┌──

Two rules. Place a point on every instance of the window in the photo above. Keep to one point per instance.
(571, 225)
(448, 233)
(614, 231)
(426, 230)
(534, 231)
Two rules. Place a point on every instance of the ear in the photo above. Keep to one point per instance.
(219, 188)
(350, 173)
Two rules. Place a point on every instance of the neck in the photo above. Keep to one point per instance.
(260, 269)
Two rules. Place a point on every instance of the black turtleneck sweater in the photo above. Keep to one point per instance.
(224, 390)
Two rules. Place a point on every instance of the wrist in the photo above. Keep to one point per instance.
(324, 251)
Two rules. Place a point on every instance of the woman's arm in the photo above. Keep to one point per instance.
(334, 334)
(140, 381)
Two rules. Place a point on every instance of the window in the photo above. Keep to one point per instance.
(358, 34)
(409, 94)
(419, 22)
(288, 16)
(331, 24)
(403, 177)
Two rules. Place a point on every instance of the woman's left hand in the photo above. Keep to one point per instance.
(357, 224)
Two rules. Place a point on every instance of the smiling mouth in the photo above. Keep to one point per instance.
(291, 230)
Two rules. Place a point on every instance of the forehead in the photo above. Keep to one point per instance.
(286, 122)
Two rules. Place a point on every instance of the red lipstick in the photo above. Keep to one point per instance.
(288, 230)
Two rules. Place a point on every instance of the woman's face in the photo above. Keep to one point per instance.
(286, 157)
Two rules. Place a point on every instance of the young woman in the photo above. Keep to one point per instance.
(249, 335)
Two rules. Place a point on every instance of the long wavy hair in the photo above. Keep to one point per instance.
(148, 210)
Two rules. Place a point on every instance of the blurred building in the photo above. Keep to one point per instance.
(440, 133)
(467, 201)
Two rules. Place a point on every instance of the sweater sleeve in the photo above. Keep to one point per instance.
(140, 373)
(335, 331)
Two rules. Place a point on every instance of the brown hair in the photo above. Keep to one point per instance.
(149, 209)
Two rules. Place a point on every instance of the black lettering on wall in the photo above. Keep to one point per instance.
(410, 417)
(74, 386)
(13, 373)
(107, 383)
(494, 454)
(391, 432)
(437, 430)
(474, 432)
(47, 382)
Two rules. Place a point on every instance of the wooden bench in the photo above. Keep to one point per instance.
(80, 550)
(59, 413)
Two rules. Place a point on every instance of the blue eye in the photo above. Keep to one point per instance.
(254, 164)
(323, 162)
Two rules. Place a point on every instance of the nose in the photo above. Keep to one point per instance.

└──

--- The exercise ---
Quote each line of the listing above exactly.

--- Task result ---
Two rules. Place a point on every instance of the window in the photo above. Keep to one point per instance.
(571, 225)
(448, 233)
(614, 231)
(426, 230)
(534, 231)
Two rules. Place a point on every instance of the ear in the photo above. Keep to one point per instance.
(219, 188)
(350, 173)
Two rules. Place a point on every instance of the neck in the photo above. Keep to one point per instance.
(260, 269)
Two rules. Place a point on every instance of the black turtleneck sweater in the photo above. Keep to one point per instance.
(224, 390)
Two rules. Place a point on every instance of the wrist in the photo above. Keep to one point per instance.
(324, 251)
Two rules. Place a point on every instance of the woman's arm in the photo above. Keep to one point per instance.
(334, 334)
(140, 381)
Two rules. Place a point on every instance of the window in the photo above. Keep to one point per instance.
(358, 34)
(409, 94)
(419, 22)
(288, 16)
(331, 24)
(403, 177)
Two rules. Place a point on every instance of the woman's left hand in the photo above. Keep to one point per instance.
(357, 224)
Two rules. Place a point on every instance of the smiling mouth in the photo above. Keep to one point per instance.
(291, 230)
Two rules. Place a point on every instance of the forehead in the photo above. Keep to one point per instance.
(286, 122)
Two rules. Place a point on every instance of the red lipstick in the photo above. Keep to one point per instance.
(288, 230)
Two rules. Place a point on every instance of the woman's face in the photo above. Keep to one point per instance.
(286, 157)
Two rules. Place a point on every instance of the young woman in the photo above. Keep to one point per instance.
(249, 335)
Two rules. Place a point on every instance of the long wavy hair in the photo above. Keep to one point per instance.
(148, 210)
Two rules. Place a point on every instance of the blurred building in the photo above. Keep to one point per instance.
(440, 133)
(467, 201)
Two rules. Place a point on every instance of the sweater sleeve in the photo above. Keep to one point per instance.
(140, 373)
(335, 331)
Two rules. Place a point on every instance of the brown hair in the photo above. Keep to one point per instance.
(149, 209)
Two rules. Place a point on every instance of the black lettering on wall in the photo above. Keep to one point per instance.
(410, 417)
(74, 386)
(13, 373)
(107, 383)
(494, 454)
(391, 432)
(437, 430)
(474, 432)
(47, 382)
Two rules. Place a point on every instance of the wooden bench in the photo above. Keep to one point per instance.
(80, 550)
(59, 413)
Two rules. Place a point on every instance of the blue eye in the photo above. Keep to one point per instance.
(254, 164)
(323, 162)
Two rules. Place a point on every instance of the nose in the photo above. Keep to one point per instance.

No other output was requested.